GIVEN INSTRUCTION: Render each line of the material below as a Markdown table with two columns, "Row" for its number and "Line" for its text. Leave out any blank lines.

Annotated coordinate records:
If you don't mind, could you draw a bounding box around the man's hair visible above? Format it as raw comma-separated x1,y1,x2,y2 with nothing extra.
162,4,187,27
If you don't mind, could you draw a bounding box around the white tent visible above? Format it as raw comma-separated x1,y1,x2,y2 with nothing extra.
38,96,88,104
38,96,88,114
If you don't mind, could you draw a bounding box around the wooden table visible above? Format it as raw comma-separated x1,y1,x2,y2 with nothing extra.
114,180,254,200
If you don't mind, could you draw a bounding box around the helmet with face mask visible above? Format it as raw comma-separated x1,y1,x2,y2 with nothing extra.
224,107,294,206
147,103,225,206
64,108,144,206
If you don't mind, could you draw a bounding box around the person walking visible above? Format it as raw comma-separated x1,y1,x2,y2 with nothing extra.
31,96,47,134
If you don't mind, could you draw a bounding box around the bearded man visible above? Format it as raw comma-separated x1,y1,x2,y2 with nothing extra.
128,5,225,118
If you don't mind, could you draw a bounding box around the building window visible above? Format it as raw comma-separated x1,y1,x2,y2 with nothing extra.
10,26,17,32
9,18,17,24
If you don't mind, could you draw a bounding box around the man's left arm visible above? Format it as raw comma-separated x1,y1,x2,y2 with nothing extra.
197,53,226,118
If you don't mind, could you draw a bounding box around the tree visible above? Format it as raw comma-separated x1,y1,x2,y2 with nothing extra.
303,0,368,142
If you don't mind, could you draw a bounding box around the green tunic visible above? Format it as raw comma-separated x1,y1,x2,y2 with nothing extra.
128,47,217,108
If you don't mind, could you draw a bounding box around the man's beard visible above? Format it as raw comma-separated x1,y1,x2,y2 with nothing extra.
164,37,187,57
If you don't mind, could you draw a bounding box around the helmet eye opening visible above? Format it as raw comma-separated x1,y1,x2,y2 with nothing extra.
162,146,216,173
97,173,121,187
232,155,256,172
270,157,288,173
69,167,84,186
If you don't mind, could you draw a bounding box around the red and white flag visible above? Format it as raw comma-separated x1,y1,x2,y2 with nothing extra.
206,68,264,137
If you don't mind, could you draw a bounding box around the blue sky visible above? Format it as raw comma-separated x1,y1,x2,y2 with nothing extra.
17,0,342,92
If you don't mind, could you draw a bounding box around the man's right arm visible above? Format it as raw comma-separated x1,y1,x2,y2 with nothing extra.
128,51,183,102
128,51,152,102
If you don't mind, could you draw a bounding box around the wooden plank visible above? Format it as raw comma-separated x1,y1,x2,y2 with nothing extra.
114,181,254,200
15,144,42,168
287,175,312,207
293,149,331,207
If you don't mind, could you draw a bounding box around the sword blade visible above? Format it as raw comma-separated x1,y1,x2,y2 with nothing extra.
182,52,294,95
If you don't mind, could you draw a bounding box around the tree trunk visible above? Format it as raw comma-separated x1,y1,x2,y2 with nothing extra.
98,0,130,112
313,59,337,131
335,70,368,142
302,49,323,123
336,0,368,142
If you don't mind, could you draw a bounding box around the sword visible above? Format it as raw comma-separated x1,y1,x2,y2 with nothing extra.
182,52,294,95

RESPONSE TO THE TASK:
| Row | Line |
|---|---|
| 1 | If you don't mind, could you draw a bounding box around the man's hair visible above? Format it as raw comma-separated x1,y1,x2,y2 with nothing extra. |
| 2 | 162,4,187,27 |
| 3 | If you don't mind, could you draw a bounding box around the white tent visible above? Format it as raw comma-separated x1,y1,x2,y2 with nothing extra. |
| 4 | 38,96,88,104 |
| 5 | 38,96,88,114 |
| 6 | If you don't mind, could you draw a bounding box around the wooden table visible above? Format it as raw comma-separated x1,y1,x2,y2 with nothing extra. |
| 7 | 114,180,254,200 |
| 8 | If you don't mind, could you draw a bounding box around the helmet with face mask visible above? Format it as raw comma-separated x1,y1,x2,y2 with nothing extra. |
| 9 | 224,107,294,206 |
| 10 | 147,103,225,206 |
| 11 | 64,108,144,206 |
| 12 | If you don't mind, could you draw a bounding box around the person walking visible above? Format it as raw comma-separated x1,y1,x2,y2 with nothing extra. |
| 13 | 31,96,47,134 |
| 14 | If you don't mind, could you draw a bounding box around the bearded man visible above? Format it as raw comma-separated x1,y1,x2,y2 with nothing extra. |
| 15 | 128,5,225,118 |
| 16 | If you don't mind, could you draw a bounding box around the building window visible above? Format it as raw comma-separated x1,y1,x2,y2 with nothing extra. |
| 17 | 10,26,17,32 |
| 18 | 9,18,17,24 |
| 19 | If you don't mind, could you draw a bounding box around the man's left arm visible above? Format it as raw comma-separated x1,y1,x2,y2 with nothing extra. |
| 20 | 197,53,226,118 |
| 21 | If you don't mind, could you draw a bounding box around the tree visible above? Format it as raw comma-separated x1,y1,x2,y2 with nothing extra. |
| 22 | 303,0,368,142 |
| 23 | If you don't mind, could you draw a bounding box around the green tunic visible above? Format it as raw comma-separated x1,y1,x2,y2 with nothing extra. |
| 24 | 128,47,217,108 |
| 25 | If you don't mind, could you draw a bounding box around the man's beard visible above? Format it as raw comma-separated x1,y1,x2,y2 with nothing extra. |
| 26 | 164,37,187,57 |
| 27 | If you don't mind, could you draw a bounding box around the helmet eye opening visible above? Format it as raw comma-separated x1,y1,x2,y2 with nothing extra. |
| 28 | 162,146,216,173 |
| 29 | 97,173,121,187 |
| 30 | 232,155,256,172 |
| 31 | 270,157,288,173 |
| 32 | 69,167,84,186 |
| 33 | If you don't mind, could you draw a bounding box around the red and white flag visible above? Format it as raw comma-separated x1,y1,x2,y2 with nothing extra. |
| 34 | 206,68,264,137 |
| 35 | If you don't mind, could you draw a bounding box around the blue sky visible above? Format it as raw comma-separated x1,y1,x2,y2 with nothing extra. |
| 36 | 17,0,342,92 |
| 37 | If you don't mind, could you draw a bounding box around the man's right arm visible above? Format it as raw comma-separated x1,y1,x2,y2 with nothing extra. |
| 38 | 128,51,183,102 |
| 39 | 128,51,152,102 |
| 40 | If you don't mind, could you draw a bounding box around the wooden plank visible above? Format it as raw comma-separated x1,y1,x2,y2 with nothing extra. |
| 41 | 114,181,254,200 |
| 42 | 15,144,42,168 |
| 43 | 287,175,312,207 |
| 44 | 293,149,331,207 |
| 45 | If you don't mind, could you draw a bounding box around the sword blade visible above? Format it as raw comma-separated x1,y1,x2,y2 with nothing extra. |
| 46 | 182,52,294,95 |
| 47 | If you don't mind, could you draw a bounding box around the tree trunk visible above? Format it as raw comma-separated x1,y1,x2,y2 with nothing extra. |
| 48 | 98,0,130,112 |
| 49 | 313,59,337,131 |
| 50 | 335,70,368,142 |
| 51 | 302,49,323,123 |
| 52 | 336,0,368,142 |
| 53 | If you don't mind, could you draw a bounding box around the sword visible above? Format it as raw comma-separated x1,y1,x2,y2 with nothing extra. |
| 54 | 182,52,294,95 |